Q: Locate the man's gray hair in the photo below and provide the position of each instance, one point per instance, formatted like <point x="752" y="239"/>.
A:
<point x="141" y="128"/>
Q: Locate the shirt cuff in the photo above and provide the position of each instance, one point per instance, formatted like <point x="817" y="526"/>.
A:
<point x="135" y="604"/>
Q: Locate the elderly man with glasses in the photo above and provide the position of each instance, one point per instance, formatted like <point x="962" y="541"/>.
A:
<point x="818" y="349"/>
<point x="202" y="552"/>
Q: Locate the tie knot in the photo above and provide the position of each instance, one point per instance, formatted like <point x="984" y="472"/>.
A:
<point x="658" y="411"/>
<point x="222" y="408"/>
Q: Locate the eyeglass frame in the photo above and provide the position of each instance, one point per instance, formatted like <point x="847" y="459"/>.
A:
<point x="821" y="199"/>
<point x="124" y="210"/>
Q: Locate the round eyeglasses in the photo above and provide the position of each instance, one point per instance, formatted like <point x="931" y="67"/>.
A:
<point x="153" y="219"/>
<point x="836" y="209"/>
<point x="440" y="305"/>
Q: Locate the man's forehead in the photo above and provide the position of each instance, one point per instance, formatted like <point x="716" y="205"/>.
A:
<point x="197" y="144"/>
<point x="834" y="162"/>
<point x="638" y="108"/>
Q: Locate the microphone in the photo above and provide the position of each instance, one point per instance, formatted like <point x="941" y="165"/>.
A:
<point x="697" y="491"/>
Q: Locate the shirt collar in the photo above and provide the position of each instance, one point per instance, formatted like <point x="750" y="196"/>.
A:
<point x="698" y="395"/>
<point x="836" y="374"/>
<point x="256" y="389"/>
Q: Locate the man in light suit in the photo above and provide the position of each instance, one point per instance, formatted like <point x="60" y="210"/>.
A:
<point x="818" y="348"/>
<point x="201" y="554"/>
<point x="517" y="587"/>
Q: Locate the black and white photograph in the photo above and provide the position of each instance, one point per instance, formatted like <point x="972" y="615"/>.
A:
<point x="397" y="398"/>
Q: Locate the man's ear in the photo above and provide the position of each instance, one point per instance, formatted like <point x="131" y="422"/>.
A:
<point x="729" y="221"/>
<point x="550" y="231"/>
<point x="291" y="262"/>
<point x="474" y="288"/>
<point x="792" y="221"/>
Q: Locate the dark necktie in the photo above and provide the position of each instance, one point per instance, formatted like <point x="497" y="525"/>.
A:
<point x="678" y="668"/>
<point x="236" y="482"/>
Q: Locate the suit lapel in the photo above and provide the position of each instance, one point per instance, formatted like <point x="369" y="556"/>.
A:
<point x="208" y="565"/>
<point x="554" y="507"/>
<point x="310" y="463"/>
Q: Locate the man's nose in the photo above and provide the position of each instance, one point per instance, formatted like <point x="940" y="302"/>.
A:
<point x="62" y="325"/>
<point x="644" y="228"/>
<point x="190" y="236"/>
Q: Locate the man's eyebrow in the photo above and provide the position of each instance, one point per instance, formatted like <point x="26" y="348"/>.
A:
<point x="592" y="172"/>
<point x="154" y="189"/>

Given instruction:
Repeat the listing in full, keeping every line exactly as it is.

Complete response:
Q: Locate the man's gray hair in the photo below and provide the position of each instance, one point per instance, formatted like <point x="752" y="239"/>.
A:
<point x="141" y="128"/>
Q: Locate the shirt cuff in the photo above and provide the position of each instance, one point per instance, formatted like <point x="817" y="526"/>.
A:
<point x="135" y="604"/>
Q: Locate the elderly man with glasses in the photo above and provide the position of each instance, one point per instance, formatted like <point x="962" y="541"/>.
A:
<point x="818" y="349"/>
<point x="202" y="552"/>
Q: Locate the tie knot in the photo above and provide the position of each instance, one point per instance, formatted like <point x="984" y="472"/>.
A:
<point x="658" y="411"/>
<point x="222" y="408"/>
Q: Locate the eyeglass frame in the photo above and provide the position of each instance, one point per instance, formatted like <point x="847" y="459"/>.
A:
<point x="821" y="199"/>
<point x="124" y="210"/>
Q: Locate the round eyeglasses in the photo above and provide the position of each instance, one point per instance, formatted like <point x="931" y="67"/>.
A:
<point x="153" y="219"/>
<point x="836" y="209"/>
<point x="440" y="305"/>
Q: Locate the man's forehead in the photo above and provide the position of each instance, one point per instance, formatted like <point x="716" y="205"/>.
A:
<point x="197" y="144"/>
<point x="834" y="162"/>
<point x="638" y="108"/>
Q: Locate the microphone in the photo above and provide the position of each instance, one point per instance, formatted like <point x="941" y="165"/>.
A:
<point x="697" y="491"/>
Q: Locate the shirt collar in the photo above and provide the position of each instance, one point per instance, formatted like <point x="750" y="196"/>.
A:
<point x="698" y="395"/>
<point x="836" y="374"/>
<point x="256" y="389"/>
Q: Locate the man in light suit in the photo above and provide the position of each instance, one point per instance, formatted like <point x="60" y="210"/>.
A:
<point x="818" y="348"/>
<point x="201" y="554"/>
<point x="517" y="587"/>
Q: Locate the black and white photograph in the photo above and provide the position of each instance, one point per instance, formatted like <point x="972" y="615"/>.
A:
<point x="397" y="398"/>
Q: Locate the man's ear in the photo above and provide the position of each instance, one point per instance, formatted like <point x="131" y="422"/>.
A:
<point x="729" y="221"/>
<point x="550" y="231"/>
<point x="291" y="262"/>
<point x="474" y="288"/>
<point x="792" y="221"/>
Q: Locate the dark necktie in the photo above and provide the position of each instance, one point per instance, formatted like <point x="497" y="525"/>.
A:
<point x="678" y="668"/>
<point x="236" y="482"/>
Q: Locate the suit lapel in the photo above and provide the position of each instance, one point per instance, formatted like <point x="369" y="556"/>.
A:
<point x="208" y="565"/>
<point x="554" y="507"/>
<point x="310" y="463"/>
Q: Locate the man's nose in the photo above and provide the position of each instance, one point per instance, formatted like <point x="940" y="302"/>.
A:
<point x="62" y="325"/>
<point x="644" y="228"/>
<point x="190" y="236"/>
Q: Locate the man's eyebrow in the photo above and provide the position of each instance, one point per instance, formatted like <point x="26" y="348"/>.
A:
<point x="592" y="172"/>
<point x="154" y="189"/>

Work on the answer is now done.